From the material below, pull out every line that contains the string "white", treating uppercase and lowercase as different.

** START Provided records **

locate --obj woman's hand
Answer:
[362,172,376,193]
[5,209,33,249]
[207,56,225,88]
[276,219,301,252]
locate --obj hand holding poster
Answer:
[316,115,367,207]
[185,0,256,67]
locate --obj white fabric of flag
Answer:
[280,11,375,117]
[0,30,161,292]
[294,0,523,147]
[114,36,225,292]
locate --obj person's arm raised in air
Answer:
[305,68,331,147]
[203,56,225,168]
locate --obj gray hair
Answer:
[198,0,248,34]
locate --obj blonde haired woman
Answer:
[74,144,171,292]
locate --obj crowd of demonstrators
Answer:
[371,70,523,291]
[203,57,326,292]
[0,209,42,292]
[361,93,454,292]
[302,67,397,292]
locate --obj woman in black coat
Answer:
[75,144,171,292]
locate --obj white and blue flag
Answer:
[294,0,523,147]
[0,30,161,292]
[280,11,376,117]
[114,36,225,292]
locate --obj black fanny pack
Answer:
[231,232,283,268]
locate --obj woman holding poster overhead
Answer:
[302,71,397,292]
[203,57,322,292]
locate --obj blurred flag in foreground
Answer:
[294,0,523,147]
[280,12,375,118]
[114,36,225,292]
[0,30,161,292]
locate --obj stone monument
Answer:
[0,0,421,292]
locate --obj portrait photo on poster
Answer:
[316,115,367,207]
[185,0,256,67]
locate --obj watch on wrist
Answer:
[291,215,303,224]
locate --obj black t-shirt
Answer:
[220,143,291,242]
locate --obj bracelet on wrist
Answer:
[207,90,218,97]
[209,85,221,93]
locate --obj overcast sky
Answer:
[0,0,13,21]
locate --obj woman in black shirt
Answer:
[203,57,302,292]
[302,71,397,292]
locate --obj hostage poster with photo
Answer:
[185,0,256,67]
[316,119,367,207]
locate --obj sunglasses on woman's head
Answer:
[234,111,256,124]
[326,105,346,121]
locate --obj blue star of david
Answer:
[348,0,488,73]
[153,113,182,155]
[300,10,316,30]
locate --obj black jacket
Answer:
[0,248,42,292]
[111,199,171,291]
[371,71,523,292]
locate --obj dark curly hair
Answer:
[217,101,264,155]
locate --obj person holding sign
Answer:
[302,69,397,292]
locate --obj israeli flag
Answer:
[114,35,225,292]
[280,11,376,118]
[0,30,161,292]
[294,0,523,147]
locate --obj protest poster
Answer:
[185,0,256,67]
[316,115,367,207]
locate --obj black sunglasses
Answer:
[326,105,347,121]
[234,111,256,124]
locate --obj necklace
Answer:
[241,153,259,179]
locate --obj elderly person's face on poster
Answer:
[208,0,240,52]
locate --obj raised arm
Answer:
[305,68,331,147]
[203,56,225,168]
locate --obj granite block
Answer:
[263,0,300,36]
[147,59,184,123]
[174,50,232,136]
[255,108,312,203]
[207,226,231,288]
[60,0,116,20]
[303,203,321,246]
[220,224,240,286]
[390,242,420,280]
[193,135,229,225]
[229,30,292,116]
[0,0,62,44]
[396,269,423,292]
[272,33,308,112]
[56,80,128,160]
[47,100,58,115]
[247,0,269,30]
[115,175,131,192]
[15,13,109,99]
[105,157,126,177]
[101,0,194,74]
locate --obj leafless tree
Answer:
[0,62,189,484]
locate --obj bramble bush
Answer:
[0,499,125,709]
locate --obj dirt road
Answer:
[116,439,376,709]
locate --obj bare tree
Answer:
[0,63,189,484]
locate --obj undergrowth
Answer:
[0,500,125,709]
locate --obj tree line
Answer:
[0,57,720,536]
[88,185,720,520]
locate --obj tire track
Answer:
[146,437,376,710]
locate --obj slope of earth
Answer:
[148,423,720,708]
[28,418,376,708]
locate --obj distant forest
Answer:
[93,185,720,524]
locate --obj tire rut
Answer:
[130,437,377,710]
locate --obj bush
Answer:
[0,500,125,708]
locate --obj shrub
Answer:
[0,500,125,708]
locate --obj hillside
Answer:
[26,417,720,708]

** END Provided records **

# Exercise result
locate --obj white fabric of flag
locate --obj white and blue flag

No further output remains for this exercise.